--- WHAT THE EXERCISE ASKS ---
Each line of the data must be reproduced as it appears.

* * * *

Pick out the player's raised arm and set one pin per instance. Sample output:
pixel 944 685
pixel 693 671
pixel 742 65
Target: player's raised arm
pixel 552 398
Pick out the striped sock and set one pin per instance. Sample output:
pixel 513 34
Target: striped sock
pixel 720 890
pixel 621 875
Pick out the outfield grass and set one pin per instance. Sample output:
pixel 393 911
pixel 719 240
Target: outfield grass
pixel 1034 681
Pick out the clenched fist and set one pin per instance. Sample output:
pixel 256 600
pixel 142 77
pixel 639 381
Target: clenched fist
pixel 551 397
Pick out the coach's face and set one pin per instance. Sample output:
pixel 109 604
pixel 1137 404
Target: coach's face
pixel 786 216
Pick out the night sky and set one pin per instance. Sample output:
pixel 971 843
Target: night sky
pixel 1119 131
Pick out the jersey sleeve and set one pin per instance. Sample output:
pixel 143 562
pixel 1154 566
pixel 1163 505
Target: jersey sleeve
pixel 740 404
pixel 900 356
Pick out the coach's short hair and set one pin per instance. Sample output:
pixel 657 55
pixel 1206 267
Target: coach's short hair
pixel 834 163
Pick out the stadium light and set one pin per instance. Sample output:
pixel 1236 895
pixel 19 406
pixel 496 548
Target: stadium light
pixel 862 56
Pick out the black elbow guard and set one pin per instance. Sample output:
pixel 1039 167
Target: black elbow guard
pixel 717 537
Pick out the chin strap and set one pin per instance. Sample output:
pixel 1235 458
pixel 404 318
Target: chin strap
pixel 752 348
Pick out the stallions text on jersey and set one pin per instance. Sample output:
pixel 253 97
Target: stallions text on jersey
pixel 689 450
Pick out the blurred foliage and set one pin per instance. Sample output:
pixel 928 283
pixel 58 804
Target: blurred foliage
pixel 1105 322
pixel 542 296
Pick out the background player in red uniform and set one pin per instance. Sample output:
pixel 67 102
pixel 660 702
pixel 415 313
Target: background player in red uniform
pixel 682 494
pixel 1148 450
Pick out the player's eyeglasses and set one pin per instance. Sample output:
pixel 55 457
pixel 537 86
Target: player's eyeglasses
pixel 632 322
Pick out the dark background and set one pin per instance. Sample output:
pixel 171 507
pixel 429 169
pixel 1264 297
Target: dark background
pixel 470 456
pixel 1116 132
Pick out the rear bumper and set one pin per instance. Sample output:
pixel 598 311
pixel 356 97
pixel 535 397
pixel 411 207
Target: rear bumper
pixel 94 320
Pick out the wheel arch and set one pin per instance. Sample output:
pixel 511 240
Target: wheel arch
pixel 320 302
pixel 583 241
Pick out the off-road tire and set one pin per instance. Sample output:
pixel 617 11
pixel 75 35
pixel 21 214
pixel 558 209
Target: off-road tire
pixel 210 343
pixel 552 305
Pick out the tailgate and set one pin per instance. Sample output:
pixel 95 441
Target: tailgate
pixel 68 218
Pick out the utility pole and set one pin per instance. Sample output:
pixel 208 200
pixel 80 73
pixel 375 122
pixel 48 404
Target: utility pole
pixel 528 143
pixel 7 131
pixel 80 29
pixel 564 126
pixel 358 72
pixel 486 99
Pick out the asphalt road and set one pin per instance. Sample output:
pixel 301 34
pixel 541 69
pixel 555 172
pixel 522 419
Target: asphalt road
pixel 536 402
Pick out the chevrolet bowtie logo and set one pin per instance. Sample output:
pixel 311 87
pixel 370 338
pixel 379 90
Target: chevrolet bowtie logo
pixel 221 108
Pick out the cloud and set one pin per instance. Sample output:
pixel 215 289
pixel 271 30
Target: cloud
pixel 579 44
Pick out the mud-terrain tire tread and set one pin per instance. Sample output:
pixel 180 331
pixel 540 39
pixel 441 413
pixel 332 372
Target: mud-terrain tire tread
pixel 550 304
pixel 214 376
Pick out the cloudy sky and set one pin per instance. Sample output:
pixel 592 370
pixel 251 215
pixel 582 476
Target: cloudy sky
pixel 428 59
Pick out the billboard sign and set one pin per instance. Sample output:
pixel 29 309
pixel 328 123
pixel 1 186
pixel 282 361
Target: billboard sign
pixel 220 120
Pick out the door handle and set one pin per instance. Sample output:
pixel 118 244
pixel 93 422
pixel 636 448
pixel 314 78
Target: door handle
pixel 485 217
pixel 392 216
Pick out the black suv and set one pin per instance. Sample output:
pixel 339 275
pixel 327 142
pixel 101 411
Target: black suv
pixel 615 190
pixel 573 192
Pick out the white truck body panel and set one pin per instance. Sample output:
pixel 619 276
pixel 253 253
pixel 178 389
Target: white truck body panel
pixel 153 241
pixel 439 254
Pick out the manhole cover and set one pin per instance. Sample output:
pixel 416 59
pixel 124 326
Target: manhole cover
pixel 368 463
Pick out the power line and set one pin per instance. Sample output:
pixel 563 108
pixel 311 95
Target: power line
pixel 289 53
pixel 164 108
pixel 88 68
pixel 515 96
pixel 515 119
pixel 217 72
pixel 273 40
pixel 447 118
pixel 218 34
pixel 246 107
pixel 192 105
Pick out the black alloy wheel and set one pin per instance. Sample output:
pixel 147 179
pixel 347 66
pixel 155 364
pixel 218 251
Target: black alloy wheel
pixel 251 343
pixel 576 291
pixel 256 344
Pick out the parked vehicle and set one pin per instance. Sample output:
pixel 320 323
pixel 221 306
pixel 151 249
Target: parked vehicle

* * * *

--- OUTPUT OF THE EXERCISE ---
Pick out the player's raised arm and set one pin per instance. Sample output:
pixel 944 685
pixel 693 671
pixel 742 65
Target: player's raised arm
pixel 552 398
Pick out the striped sock and set one pin per instance. Sample output:
pixel 513 34
Target: striped sock
pixel 720 890
pixel 621 875
Pick out the outfield grass and set one pin per instance. Sample output:
pixel 393 911
pixel 719 240
Target: outfield grass
pixel 1034 681
Pick out the clenched fist and set one pin per instance. Sample output:
pixel 256 600
pixel 142 77
pixel 639 381
Target: clenched fist
pixel 551 397
Pick out the coach's face and set one pin per instance. Sample output:
pixel 109 604
pixel 1137 404
Target: coach's face
pixel 786 216
Pick out the night sky and set one pin per instance. Sample output:
pixel 971 843
Target: night sky
pixel 1119 131
Pick out the jersey sleeve and set one pin per instance. Sample output:
pixel 143 562
pixel 1154 566
pixel 1163 505
Target: jersey sleeve
pixel 740 404
pixel 900 356
Pick out the coach's short hair and set one pin per instance. Sample output:
pixel 657 55
pixel 1206 267
Target: coach's short hair
pixel 834 163
Pick out the stadium light and set one pin per instance. Sample output:
pixel 1236 895
pixel 19 406
pixel 496 548
Target: stadium light
pixel 862 56
Pick out the black elbow guard and set one pin per instance. Sample output:
pixel 1039 167
Target: black elbow guard
pixel 717 537
Pick out the chin strap and set one pin per instance. Sample output:
pixel 1235 458
pixel 404 318
Target: chin strap
pixel 752 348
Pick out the stallions text on jersey and set one pin per instance. Sample output:
pixel 253 97
Target: stallions text on jersey
pixel 689 450
Pick out the blurred foliage and set one pin per instance. Sample output:
pixel 928 283
pixel 58 804
Target: blurred foliage
pixel 1105 322
pixel 542 296
Pick out the background player in red uniform and set one pin per instance. Sample output:
pixel 67 102
pixel 660 702
pixel 415 313
Target: background player in red uniform
pixel 682 494
pixel 1148 450
Pick out the player's eyeglasses and set one pin per instance. Sample output:
pixel 55 457
pixel 537 86
Target: player's eyeglasses
pixel 632 322
Pick out the dark background and set one pin per instance. Sample output:
pixel 171 507
pixel 429 169
pixel 1264 297
Target: dark background
pixel 470 456
pixel 1116 132
Pick out the rear bumper and set one pin per instance. Sample output:
pixel 598 311
pixel 356 97
pixel 535 397
pixel 411 207
Target: rear bumper
pixel 94 320
Pick out the wheel arch and set one pin per instance. Sample output:
pixel 511 240
Target: wheel arch
pixel 320 302
pixel 583 241
Pick out the off-road tire and set one pin per instance. Sample output:
pixel 617 11
pixel 75 35
pixel 21 214
pixel 558 209
Target: off-road tire
pixel 210 343
pixel 552 305
Pick out the tailgate and set one pin per instance. Sample output:
pixel 95 441
Target: tailgate
pixel 68 218
Pick out the utility pole and set one pin per instance. Sample output:
pixel 208 200
pixel 80 73
pixel 375 122
pixel 48 404
Target: utility pole
pixel 528 143
pixel 7 131
pixel 80 29
pixel 564 126
pixel 358 72
pixel 486 99
Pick out the asphalt road and set one pin per instance. Sample output:
pixel 301 34
pixel 541 69
pixel 555 172
pixel 522 419
Target: asphalt road
pixel 536 402
Pick out the chevrolet bowtie logo and set one pin per instance. Sample output:
pixel 311 87
pixel 370 338
pixel 379 90
Target: chevrolet bowtie logo
pixel 221 108
Pick out the cloud and set one pin per instance. Sample output:
pixel 215 289
pixel 271 30
Target: cloud
pixel 579 44
Pick out the mud-terrain tire tread and set one pin per instance. Sample output:
pixel 180 331
pixel 540 39
pixel 441 413
pixel 332 372
Target: mud-terrain tire tread
pixel 550 304
pixel 214 376
Pick out the cloudy sky and set one pin per instance. Sample output:
pixel 592 370
pixel 251 215
pixel 582 476
Target: cloudy sky
pixel 428 59
Pick out the billboard sign and set one pin per instance. Sample output:
pixel 29 309
pixel 328 123
pixel 1 186
pixel 282 361
Target: billboard sign
pixel 220 120
Pick out the door handle and set one pin per instance. Sample output:
pixel 118 244
pixel 93 422
pixel 636 448
pixel 314 78
Target: door handle
pixel 485 217
pixel 392 216
Pick out the black suv and set one pin per instance. Sample output:
pixel 339 275
pixel 327 142
pixel 101 411
Target: black suv
pixel 615 190
pixel 573 192
Pick out the white truck body panel and set one pin per instance. Sample output:
pixel 619 276
pixel 253 253
pixel 178 389
Target: white truck body panel
pixel 153 241
pixel 439 254
Pick out the manhole cover and set one pin per instance. Sample output:
pixel 416 59
pixel 124 326
Target: manhole cover
pixel 368 463
Pick out the power line and set one pin per instance. Sample output:
pixel 563 108
pixel 311 95
Target: power line
pixel 289 53
pixel 164 108
pixel 88 68
pixel 515 96
pixel 515 119
pixel 217 72
pixel 273 40
pixel 447 118
pixel 218 34
pixel 246 107
pixel 192 105
Pick out the black alloy wheel and set one pin per instance. Sample output:
pixel 147 179
pixel 347 66
pixel 155 364
pixel 218 251
Target: black alloy wheel
pixel 251 343
pixel 576 291
pixel 256 344
Pick out the parked vehicle and set one pin per instance. Sample output:
pixel 320 323
pixel 221 306
pixel 151 249
Target: parked vehicle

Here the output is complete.